►

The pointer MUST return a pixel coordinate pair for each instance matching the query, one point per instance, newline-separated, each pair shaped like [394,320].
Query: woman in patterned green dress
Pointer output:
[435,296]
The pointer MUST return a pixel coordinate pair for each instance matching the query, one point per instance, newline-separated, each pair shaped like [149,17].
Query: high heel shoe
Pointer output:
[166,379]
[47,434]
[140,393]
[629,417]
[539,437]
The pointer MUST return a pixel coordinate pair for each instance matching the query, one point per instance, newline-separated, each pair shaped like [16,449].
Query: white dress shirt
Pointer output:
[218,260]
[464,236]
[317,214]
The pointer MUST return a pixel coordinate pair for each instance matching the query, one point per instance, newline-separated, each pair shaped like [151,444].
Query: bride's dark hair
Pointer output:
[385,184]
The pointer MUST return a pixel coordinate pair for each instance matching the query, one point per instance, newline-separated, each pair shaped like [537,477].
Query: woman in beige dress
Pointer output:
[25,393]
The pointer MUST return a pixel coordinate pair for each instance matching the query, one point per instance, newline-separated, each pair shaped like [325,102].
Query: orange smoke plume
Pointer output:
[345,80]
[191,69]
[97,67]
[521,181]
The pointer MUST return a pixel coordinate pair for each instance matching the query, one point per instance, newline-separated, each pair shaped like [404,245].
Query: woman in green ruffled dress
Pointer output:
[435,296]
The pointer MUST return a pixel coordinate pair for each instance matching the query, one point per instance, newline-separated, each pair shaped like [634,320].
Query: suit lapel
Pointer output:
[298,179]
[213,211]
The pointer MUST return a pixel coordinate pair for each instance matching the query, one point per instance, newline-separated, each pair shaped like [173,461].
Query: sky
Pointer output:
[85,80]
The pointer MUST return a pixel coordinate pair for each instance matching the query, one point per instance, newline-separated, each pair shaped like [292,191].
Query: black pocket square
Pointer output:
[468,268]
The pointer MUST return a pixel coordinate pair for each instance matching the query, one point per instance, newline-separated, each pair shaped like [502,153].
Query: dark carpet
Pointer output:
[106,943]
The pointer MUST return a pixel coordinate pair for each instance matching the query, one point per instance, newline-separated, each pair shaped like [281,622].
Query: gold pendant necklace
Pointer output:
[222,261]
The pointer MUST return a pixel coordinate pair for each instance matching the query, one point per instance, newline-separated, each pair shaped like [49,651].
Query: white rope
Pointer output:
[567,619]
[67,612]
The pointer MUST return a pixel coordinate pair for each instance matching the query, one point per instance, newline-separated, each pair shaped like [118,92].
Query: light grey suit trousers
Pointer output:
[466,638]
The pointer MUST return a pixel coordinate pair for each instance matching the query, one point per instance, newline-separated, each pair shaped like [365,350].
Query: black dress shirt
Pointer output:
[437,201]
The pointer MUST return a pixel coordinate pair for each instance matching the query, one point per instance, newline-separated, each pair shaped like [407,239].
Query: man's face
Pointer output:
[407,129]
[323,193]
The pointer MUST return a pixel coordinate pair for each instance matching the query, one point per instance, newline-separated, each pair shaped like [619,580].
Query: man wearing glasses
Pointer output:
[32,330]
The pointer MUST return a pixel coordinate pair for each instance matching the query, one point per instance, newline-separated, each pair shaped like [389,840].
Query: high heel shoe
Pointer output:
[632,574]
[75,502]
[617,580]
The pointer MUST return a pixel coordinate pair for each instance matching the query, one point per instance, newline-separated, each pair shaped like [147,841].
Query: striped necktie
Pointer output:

◄

### PROBLEM DETAILS
Retype the entries. Every line must match exactly.

### PROBLEM SOLUTION
The pointer MUST return a pixel coordinate pair for each instance matching the query, one point per instance, newline-separated, each pair shaped like [394,320].
Query: woman in patterned green dress
Pointer output:
[435,296]
The pointer MUST return a pixel coordinate pair for each instance matching the query, one point per instance, newline-separated, each pair shaped like [149,17].
Query: high heel shoe
Pointer output:
[166,379]
[47,434]
[140,393]
[629,417]
[539,437]
The pointer MUST return a pixel coordinate pair for each instance matching the query, one point per instance, newline-separated, each pair shaped like [16,449].
Query: white dress shirt
Pointer output:
[218,260]
[464,236]
[317,214]
The pointer MUST return a pixel coordinate pair for each instance matching the query, one point per instance, newline-separated, each pair shaped like [151,444].
Query: bride's dark hair
Pointer output:
[385,184]
The pointer MUST return a pixel coordinate pair for each instance matching the query, one point per instance, newline-separated, each pair shaped like [537,477].
Query: woman in beige dress
Pointer output:
[25,393]
The pointer MUST return a pixel coordinate pair for each instance matching the query, one point per instance, newline-separated, each pair shaped like [325,102].
Query: orange smoke plume
Pointer output:
[345,80]
[191,69]
[97,67]
[521,181]
The pointer MUST return a pixel coordinate pair for each instance matching the query, one point per instance, newline-separated, each pair shaped like [404,245].
Query: woman in green ruffled dress
Pointer output:
[435,296]
The pointer MUST return a pixel coordinate pair for each instance matching the query, one point per instance, newline-separated, each pair shaped like [634,320].
Query: suit lapel
Pointer output:
[298,179]
[213,211]
The pointer MUST return a pixel coordinate pair for each instance matching the query, one point per instance, newline-separated, each pair shaped like [173,461].
Query: sky
Pointer output:
[85,80]
The pointer MUST return a pixel coordinate pair for each instance matching the query, one point per instance, newline-separated, each pair shaped like [292,191].
Query: black pocket square
Pointer output:
[468,268]
The pointer MUST return a pixel coordinate pair for each instance matching the query, one point per instance, newline-separated, each pair shaped like [502,153].
Query: dark carpet
Pointer output:
[106,943]
The pointer MUST return a pixel coordinate pair for each instance matching the query, one point per instance, newline-separated, each pair shaped like [281,622].
Query: gold pendant necklace
Pointer output:
[222,261]
The pointer MUST return a pixel coordinate pair for each instance matching the query, one point per instance, newline-separated, each pair shaped like [49,651].
Query: white rope
Pointer output:
[567,619]
[67,612]
The pointer MUST return a pixel coordinate pair for each instance matching the query, one point per instance, newline-separated, each pair shaped like [118,92].
Query: light grey suit trousers
Pointer output:
[466,638]
The pointer MUST return a pixel coordinate pair for each instance matching the query, one point per instance, newline-separated, each pair shaped like [365,350].
Query: black dress shirt
Pointer output:
[437,201]
The pointer MUST return a pixel coordinate pair for each instance matching the query, one point per instance, newline-separated, each pair shaped like [407,239].
Query: man's face
Pointer output:
[407,129]
[323,193]
The pointer MUST return a pixel coordinate pair for each instance matching the query, one point per instance, newline-separated, each pair shaped like [619,580].
Query: man wearing glasses
Pointer output:
[32,330]
The pointer MUST return a pixel coordinate pair for each instance matching the query, one point per instance, newline-separated, each pair shaped like [389,840].
Query: high heel shoe
Pointer output:
[632,574]
[75,502]
[617,580]
The pointer MUST return a pixel coordinate pair for each instance matching the query, one point per instance, newline-separated, each pair shaped like [147,841].
Query: striped necktie
Pointer output:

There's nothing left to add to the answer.